Extracted text>
====
Question

Cryolite \(\left(\mathrm{Na}_{3} \mathrm{AlF}_{6}\right)\) is an indispensable component in the electrochemical production of aluminum. Draw a Lewis structure for the \(\mathrm{AlF}_{6}^{3-}\) ion.

Short answer

The Lewis structure for \(\text{AlF}_{6}^{3-}\) involves an Al atom single-bonded to six F atoms, with each F atom completing its octet around these bonds.

Step-by-step solution

Determine the Total Number of Valence Electrons

First, count the total number of valence electrons for the \(\text{AlF}_{6}^{3-}\) ion. Aluminum (Al) has 3 valence electrons and each fluorine (F) atom has 7 valence electrons. Since there are 6 fluorines, this gives a total of \((6 \times 7) = 42\) valence electrons from fluorine. Including the 3 valence electrons from aluminum, the subtotal is \((42 + 3) = 45\). Since the ion has a \(-3\) charge, add 3 extra electrons, giving a total of \((45 + 3) = 48\) valence electrons.

Determine the Central Atom

Aluminum (Al) is less electronegative than fluorine (F), so Al will be the central atom in the Lewis structure of \(\text{AlF}_{6}^{3-}\).

Connect Fluorine Atoms to Aluminum

Draw single bonds between the central Aluminum (Al) atom and each of the six fluorine (F) atoms. Each bond uses 2 valence electrons, so the \((6 \times 2) = 12\) electrons are used in forming bonds, leaving \((48 - 12) = 36\) electrons.

Distribute Remaining Electrons Around Fluorine Atoms

Distribute the remaining 36 electrons around the six fluorine atoms to complete their octets. Each fluorine atom will need 6 more electrons to complete its octet (since each already has 2 bonds with Al). Thus, \((6 \times 6) = 36\) electrons are used, matching the number of electrons remaining from Step 3.

Verify the Octets and Total Charge

Ensure each fluorine has a complete octet and that the total number of electrons used matches the 48 valence electrons computed initially. The central aluminum atom also has an expanded octet, which is permissible for elements in period 3 and beyond in the periodic table. Finally, verify the final charge of the ion to be \(-3\) as required.

Key concepts

Valence Electrons

Valence electrons are the outermost electrons of an atom. These electrons are crucial in bonding and determining the chemical properties of an element. To draw the Lewis structure of \(\text{AlF}_{6}^{3-}\), we first need to count all the valence electrons.
To find the total number of valence electrons:

• Add the valence electrons from each of the individual atoms.

Aluminum (Al) has 3 valence electrons.
====
Task 1> List the headings of the steps in the step-by-step part of the cryolite Lewis structure solution.
Task 2> Please copy word for word the part of the cryolite Lewis structure solution that runs from "Distribute Remaining Electrons" up to and including "from Step 3.".
You won't need the entries that come after this text.
====
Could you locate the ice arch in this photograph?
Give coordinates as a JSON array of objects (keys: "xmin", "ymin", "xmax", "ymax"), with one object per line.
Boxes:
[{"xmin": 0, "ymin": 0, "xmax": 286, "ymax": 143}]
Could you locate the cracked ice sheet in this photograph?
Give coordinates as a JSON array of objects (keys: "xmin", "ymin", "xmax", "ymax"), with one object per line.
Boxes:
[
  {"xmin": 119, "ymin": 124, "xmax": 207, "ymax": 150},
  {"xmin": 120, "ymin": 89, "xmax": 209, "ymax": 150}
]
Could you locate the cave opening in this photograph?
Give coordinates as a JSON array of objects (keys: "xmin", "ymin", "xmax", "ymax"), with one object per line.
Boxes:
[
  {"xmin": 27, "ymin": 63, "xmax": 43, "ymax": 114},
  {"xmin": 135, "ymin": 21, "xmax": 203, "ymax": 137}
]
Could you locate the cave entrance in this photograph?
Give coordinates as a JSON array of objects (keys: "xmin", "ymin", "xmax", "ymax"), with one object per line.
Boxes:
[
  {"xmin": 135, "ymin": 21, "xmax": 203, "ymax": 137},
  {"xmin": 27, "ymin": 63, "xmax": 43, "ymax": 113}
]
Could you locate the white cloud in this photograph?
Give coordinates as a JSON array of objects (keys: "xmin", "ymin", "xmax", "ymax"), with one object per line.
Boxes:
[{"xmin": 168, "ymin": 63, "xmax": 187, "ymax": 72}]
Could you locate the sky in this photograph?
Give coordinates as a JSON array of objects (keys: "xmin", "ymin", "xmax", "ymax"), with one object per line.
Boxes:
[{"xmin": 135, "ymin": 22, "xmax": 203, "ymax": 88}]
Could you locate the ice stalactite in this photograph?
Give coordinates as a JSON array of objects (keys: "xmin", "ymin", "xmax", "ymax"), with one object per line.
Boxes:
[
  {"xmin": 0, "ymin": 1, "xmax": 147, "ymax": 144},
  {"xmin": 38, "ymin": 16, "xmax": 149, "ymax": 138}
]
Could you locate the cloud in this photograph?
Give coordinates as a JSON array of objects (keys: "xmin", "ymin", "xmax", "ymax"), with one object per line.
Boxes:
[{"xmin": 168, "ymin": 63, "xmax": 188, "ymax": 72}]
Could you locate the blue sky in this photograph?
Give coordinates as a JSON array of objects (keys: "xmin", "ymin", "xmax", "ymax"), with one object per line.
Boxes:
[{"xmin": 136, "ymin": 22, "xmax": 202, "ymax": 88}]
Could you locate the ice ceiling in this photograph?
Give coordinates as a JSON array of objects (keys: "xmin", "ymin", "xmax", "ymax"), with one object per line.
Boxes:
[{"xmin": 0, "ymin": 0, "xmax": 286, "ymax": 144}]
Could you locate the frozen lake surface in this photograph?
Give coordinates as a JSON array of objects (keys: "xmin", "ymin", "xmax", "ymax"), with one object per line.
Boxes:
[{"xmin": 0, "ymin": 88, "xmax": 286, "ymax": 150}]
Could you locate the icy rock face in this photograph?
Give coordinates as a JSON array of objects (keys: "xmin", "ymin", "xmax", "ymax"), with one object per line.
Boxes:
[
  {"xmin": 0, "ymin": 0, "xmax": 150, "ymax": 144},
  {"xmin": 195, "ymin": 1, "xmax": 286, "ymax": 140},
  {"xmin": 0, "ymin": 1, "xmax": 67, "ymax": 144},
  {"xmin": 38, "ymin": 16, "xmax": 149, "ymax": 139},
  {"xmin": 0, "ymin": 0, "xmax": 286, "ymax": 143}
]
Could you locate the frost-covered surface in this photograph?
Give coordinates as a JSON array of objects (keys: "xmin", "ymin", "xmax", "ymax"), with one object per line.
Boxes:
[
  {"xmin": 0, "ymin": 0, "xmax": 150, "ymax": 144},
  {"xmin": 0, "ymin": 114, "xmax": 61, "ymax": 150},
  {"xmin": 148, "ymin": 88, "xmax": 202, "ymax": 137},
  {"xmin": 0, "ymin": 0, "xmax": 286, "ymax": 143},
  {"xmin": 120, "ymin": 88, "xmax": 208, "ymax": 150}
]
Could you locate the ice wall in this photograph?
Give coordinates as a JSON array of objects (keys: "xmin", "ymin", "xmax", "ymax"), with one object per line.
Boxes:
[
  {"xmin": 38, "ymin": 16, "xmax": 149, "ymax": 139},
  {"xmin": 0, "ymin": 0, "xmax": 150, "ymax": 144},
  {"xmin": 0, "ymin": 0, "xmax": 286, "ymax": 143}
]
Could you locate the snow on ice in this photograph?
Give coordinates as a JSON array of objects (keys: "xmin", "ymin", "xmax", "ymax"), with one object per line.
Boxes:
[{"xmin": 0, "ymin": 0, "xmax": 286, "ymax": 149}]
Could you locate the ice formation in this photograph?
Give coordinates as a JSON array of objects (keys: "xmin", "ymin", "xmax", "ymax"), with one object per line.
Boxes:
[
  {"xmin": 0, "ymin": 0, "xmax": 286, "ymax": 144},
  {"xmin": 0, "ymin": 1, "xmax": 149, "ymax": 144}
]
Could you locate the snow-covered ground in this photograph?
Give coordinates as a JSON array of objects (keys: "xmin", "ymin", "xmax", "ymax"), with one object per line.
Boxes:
====
Written solution 1>
Determine the Total Number of Valence Electrons
Determine the Central Atom
Connect Fluorine Atoms to Aluminum
Distribute Remaining Electrons Around Fluorine Atoms
Verify the Octets and Total Charge

Written solution 2>
Distribute Remaining Electrons Around Fluorine Atoms

Distribute the remaining 36 electrons around the six fluorine atoms to complete their octets. Each fluorine atom will need 6 more electrons to complete its octet (since each already has 2 bonds with Al). Thus, \((6 \times 6) = 36\) electrons are used, matching the number of electrons remaining from Step 3.